+++ DATA FOR THIS EXERCISE +++
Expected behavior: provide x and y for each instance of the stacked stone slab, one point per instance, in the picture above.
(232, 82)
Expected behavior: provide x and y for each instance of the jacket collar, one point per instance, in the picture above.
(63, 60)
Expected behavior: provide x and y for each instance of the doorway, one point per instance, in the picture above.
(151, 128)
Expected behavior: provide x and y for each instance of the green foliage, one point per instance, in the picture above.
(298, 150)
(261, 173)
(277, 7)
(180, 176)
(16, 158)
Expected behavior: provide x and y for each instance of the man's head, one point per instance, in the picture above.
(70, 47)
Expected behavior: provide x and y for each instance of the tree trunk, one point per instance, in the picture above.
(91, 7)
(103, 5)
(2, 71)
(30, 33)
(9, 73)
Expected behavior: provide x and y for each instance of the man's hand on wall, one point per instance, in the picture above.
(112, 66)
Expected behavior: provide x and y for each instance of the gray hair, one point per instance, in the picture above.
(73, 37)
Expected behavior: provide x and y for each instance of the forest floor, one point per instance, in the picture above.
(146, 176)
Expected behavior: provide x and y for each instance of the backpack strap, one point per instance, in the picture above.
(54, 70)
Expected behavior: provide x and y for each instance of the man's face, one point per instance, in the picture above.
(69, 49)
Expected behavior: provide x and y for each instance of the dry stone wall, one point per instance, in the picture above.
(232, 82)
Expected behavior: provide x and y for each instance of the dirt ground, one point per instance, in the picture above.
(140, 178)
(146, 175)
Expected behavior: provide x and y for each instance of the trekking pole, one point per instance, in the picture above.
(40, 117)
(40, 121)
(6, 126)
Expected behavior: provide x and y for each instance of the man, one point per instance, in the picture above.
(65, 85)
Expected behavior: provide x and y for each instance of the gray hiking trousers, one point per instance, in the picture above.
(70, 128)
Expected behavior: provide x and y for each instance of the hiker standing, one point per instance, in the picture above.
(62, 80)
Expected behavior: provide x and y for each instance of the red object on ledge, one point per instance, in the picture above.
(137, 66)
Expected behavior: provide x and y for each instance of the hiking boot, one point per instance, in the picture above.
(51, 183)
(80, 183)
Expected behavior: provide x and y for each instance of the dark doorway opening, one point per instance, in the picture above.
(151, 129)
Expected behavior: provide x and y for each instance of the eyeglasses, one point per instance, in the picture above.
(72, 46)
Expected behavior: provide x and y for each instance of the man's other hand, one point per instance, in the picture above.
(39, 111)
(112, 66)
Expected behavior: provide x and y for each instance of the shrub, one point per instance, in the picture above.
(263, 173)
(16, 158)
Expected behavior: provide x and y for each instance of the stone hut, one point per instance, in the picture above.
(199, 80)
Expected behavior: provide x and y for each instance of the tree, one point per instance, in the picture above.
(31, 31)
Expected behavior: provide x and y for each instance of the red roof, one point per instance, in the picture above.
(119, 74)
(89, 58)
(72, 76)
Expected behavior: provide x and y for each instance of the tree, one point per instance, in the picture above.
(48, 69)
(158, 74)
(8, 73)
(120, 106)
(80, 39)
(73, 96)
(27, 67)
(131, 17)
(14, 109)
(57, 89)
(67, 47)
+++
#### EXERCISE DETAILS
Output every record above exactly as it appears.

#### OUTPUT OF THE TASK
Expected behavior: provide x and y for each instance of the stacked stone slab, one point per instance, in the picture above.
(232, 82)
Expected behavior: provide x and y for each instance of the jacket collar, one point per instance, in the picture above.
(63, 60)
Expected behavior: provide x and y for each instance of the doorway, one point per instance, in the picture above.
(151, 128)
Expected behavior: provide x and y for each instance of the green foliage, one point per instance, in the picture above.
(298, 150)
(261, 173)
(277, 7)
(180, 176)
(16, 158)
Expected behavior: provide x and y for each instance of the man's head, one point per instance, in the picture above.
(70, 47)
Expected behavior: provide x and y for each instance of the tree trunk, one point per instance, in the picture above.
(91, 7)
(103, 5)
(2, 71)
(30, 33)
(9, 73)
Expected behavior: provide x and y for each instance of the man's hand on wall, one point per instance, in the picture above.
(112, 66)
Expected behavior: provide x and y for each instance of the gray hair, one point per instance, in the picture above.
(73, 37)
Expected behavior: provide x and y for each instance of the forest floor, one point per instance, in the picture above.
(146, 176)
Expected behavior: provide x and y for each instance of the backpack strap, one point per instance, in the picture above.
(54, 70)
Expected behavior: provide x and y for each instance of the man's face, one point per instance, in the picture above.
(69, 49)
Expected behavior: provide x and y for each instance of the dry stone wall, one point per instance, in the picture above.
(232, 82)
Expected behavior: provide x and y for each instance of the dirt ground, one point per instance, in the picture above.
(140, 178)
(146, 175)
Expected behavior: provide x and y for each instance of the trekking pole, one point per instance, in the picture above.
(40, 117)
(40, 121)
(6, 126)
Expected behavior: provide x and y for each instance of the man, one point per instance, in the picture above.
(65, 85)
Expected behavior: provide x and y for each instance of the gray hiking trousers, one point per instance, in the picture above.
(70, 128)
Expected behavior: provide x and y for each instance of the hiker standing, one point per instance, in the picture above.
(62, 80)
Expected behavior: provide x and y for each instance of the red object on ledge, one point per instance, in the picture above.
(137, 66)
Expected behavior: provide x and y for each instance of the hiking boot, one point per instance, in the picture above.
(51, 183)
(80, 183)
Expected behavior: provide x and y for each instance of the dark doorway opening, one point per instance, in the picture above.
(151, 129)
Expected behavior: provide x and y for each instance of the eyeglasses, one point per instance, in the picture above.
(72, 46)
Expected behavior: provide x and y for each instance of the man's other hand, one point per instance, in the picture above.
(39, 111)
(112, 66)
Expected behavior: provide x and y for each instance of the shrub, one point per instance, in the picture above.
(263, 173)
(16, 158)
Expected behavior: provide x and y for each instance of the stone hut, one point per instance, in the picture above.
(199, 80)
Expected behavior: provide x and y for each instance of the tree, one point per instance, in the picture above.
(31, 31)
Expected behavior: provide x and y for each instance of the red roof, one point per instance, in the picture above.
(119, 74)
(89, 58)
(72, 76)
Expected behavior: provide x and y for each instance of the tree, one point per instance, in the picture above.
(48, 69)
(158, 74)
(8, 73)
(120, 106)
(80, 39)
(73, 96)
(27, 67)
(131, 17)
(14, 109)
(57, 89)
(67, 47)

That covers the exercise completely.